Write out every line of the data below as a JSON list of strings, one string per line, with blank lines skipped. Leave the pictures out of your answer.

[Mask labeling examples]
········

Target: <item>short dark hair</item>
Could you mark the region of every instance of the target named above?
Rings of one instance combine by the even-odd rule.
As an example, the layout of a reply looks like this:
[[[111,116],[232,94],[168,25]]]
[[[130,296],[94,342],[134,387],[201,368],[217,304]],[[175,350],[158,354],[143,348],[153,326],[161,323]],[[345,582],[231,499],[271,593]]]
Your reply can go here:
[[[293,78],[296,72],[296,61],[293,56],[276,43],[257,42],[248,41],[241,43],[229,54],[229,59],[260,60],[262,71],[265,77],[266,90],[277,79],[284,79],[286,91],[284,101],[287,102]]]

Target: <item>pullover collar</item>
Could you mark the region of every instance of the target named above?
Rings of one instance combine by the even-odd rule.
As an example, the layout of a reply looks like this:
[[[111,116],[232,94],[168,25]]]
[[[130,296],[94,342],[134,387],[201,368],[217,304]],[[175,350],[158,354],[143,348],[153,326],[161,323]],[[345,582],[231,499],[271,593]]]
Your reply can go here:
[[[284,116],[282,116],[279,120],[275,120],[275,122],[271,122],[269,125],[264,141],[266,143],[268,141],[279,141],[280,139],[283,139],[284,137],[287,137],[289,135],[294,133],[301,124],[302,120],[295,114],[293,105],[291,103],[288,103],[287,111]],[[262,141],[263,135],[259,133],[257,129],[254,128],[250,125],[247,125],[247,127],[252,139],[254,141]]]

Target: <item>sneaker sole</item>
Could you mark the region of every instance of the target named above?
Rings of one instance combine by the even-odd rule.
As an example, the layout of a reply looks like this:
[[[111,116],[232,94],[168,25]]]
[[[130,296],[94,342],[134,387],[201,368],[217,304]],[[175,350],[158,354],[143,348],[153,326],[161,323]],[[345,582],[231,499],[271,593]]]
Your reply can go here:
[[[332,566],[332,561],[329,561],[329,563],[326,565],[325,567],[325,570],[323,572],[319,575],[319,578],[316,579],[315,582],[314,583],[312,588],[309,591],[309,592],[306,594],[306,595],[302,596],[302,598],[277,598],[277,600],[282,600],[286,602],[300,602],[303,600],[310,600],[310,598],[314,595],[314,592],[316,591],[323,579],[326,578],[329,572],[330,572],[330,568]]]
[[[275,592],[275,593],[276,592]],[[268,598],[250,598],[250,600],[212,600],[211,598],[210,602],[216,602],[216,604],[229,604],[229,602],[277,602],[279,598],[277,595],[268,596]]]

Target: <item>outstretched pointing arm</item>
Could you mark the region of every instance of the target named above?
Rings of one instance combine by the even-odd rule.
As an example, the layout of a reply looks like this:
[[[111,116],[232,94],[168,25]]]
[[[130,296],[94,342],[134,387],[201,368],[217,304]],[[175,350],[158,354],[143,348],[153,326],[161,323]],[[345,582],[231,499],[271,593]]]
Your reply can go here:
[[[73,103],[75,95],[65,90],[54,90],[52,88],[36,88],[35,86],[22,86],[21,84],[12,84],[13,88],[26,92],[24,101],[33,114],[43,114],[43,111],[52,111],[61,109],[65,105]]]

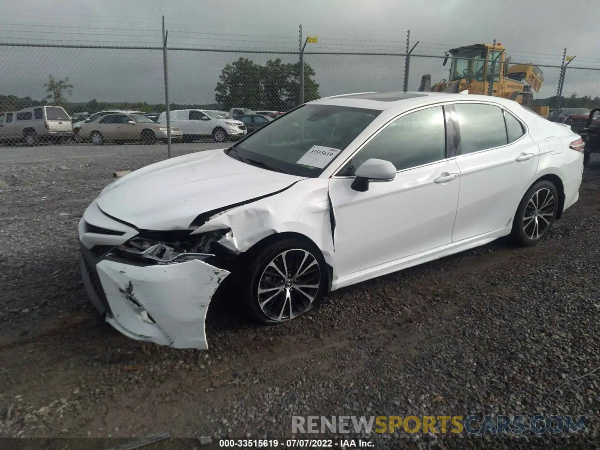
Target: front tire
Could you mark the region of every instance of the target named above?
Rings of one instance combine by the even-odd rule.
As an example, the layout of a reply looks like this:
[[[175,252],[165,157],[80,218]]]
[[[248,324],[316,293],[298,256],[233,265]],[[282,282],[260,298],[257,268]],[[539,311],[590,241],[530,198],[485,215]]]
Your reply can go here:
[[[240,271],[242,298],[251,318],[263,324],[287,322],[316,307],[328,284],[326,265],[314,244],[284,239],[249,258]]]
[[[156,143],[156,134],[151,130],[142,131],[142,143],[148,145]]]
[[[547,180],[538,181],[525,193],[512,223],[511,237],[520,247],[536,245],[547,234],[558,212],[556,187]]]
[[[24,137],[25,143],[29,147],[35,147],[40,142],[40,138],[35,131],[28,131]]]
[[[227,131],[221,128],[215,128],[212,132],[212,139],[215,142],[224,142],[227,139]]]
[[[92,131],[89,137],[94,145],[103,145],[104,143],[104,137],[100,131]]]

········

■ WRITTEN RESPONSE ■
[
  "Target: <item>short dark hair</item>",
  "Could you mark the region of every instance of the target named above?",
  "Rings of one instance combine by the even-odd rule.",
  "As an example, the layout of a reply looks like this:",
  "[[[111,116],[232,94],[168,25]]]",
  "[[[130,296],[94,342],[134,387],[201,368],[217,304]],[[175,350],[158,354],[143,348],[153,326],[161,323]],[[345,582],[231,499],[271,593]]]",
  "Your reply can go here:",
  "[[[293,78],[296,72],[296,61],[293,56],[276,43],[257,42],[248,41],[241,43],[229,54],[229,59],[260,60],[262,71],[265,77],[266,90],[277,79],[284,79],[286,91],[284,101],[287,102]]]",
  "Target: <item>pullover collar</item>",
  "Could you mark the region of every instance of the target named above?",
  "Rings of one instance combine by the even-odd rule.",
  "As an example, the layout of a reply looks like this:",
  "[[[111,116],[232,94],[168,25]]]",
  "[[[130,296],[94,342],[134,387],[201,368],[217,304]],[[175,350],[158,354],[143,348],[153,326],[161,323]],[[345,582],[231,499],[271,593]]]",
  "Your reply can go here:",
  "[[[284,116],[282,116],[279,120],[275,120],[275,122],[271,122],[269,125],[264,141],[266,143],[268,141],[279,141],[280,139],[283,139],[284,137],[287,137],[289,135],[294,133],[301,124],[302,120],[295,114],[293,105],[291,103],[288,103],[287,111]],[[262,141],[263,135],[259,133],[257,129],[254,128],[250,125],[247,125],[247,127],[252,139],[254,141]]]",
  "Target: <item>sneaker sole</item>",
  "Could you mark the region of every instance of the target named above?",
  "Rings of one instance combine by the even-odd rule.",
  "As an example, the layout of a reply looks like this:",
  "[[[111,116],[232,94],[168,25]]]",
  "[[[130,296],[94,342],[134,387],[201,368],[217,304]],[[175,350],[158,354],[143,348],[153,326],[161,323]],[[345,582],[231,499],[271,593]]]",
  "Your reply can go here:",
  "[[[332,566],[332,561],[329,561],[329,563],[326,565],[325,567],[325,570],[323,572],[319,575],[319,578],[316,579],[315,582],[314,583],[312,588],[309,591],[309,592],[306,594],[306,595],[302,596],[302,598],[277,598],[277,600],[282,600],[286,602],[300,602],[303,600],[310,600],[310,598],[314,595],[314,592],[316,591],[323,579],[326,578],[329,572],[330,572],[330,568]]]",
  "[[[275,592],[275,593],[276,592]],[[268,598],[250,598],[250,600],[212,600],[211,598],[210,602],[216,602],[216,604],[229,604],[229,602],[277,602],[279,598],[277,595],[268,596]]]",
  "Target: <item>outstretched pointing arm</item>",
  "Could you mark the region of every instance of the target named above?",
  "Rings of one instance combine by the even-odd rule.",
  "As an example, the layout of a reply looks like this:",
  "[[[111,116],[232,94],[168,25]]]",
  "[[[130,296],[94,342],[134,387],[201,368],[217,304]],[[175,350],[158,354],[143,348],[153,326],[161,323]],[[345,582],[231,499],[271,593]]]",
  "Your reply can go here:",
  "[[[73,103],[75,95],[65,90],[54,90],[52,88],[36,88],[35,86],[22,86],[21,84],[12,84],[13,88],[26,92],[24,101],[33,114],[43,114],[43,111],[52,111],[61,109],[65,105]]]",
  "Target: front tire",
  "Could you mark the region of every instance of the target named above?",
  "Rings of one instance combine by the even-odd rule.",
  "As an example, the layout of a reply looks like this:",
  "[[[175,252],[165,157],[80,218]]]",
  "[[[248,324],[316,293],[298,256],[233,265]],[[282,282],[260,298],[257,268]],[[539,311],[590,241],[530,198],[485,215]]]",
  "Your reply can go here:",
  "[[[240,271],[242,298],[251,318],[263,324],[287,322],[316,307],[328,284],[326,265],[314,244],[284,239],[249,258]]]",
  "[[[156,143],[156,134],[151,130],[142,131],[142,143],[148,145]]]",
  "[[[547,180],[538,181],[525,193],[512,223],[511,237],[520,247],[536,245],[547,234],[558,212],[556,187]]]",
  "[[[24,137],[25,143],[29,147],[35,147],[40,142],[40,138],[35,131],[28,131]]]",
  "[[[227,131],[221,128],[215,128],[212,132],[212,139],[215,142],[224,142],[227,139]]]",
  "[[[92,131],[89,137],[94,145],[103,145],[104,143],[104,137],[100,131]]]"
]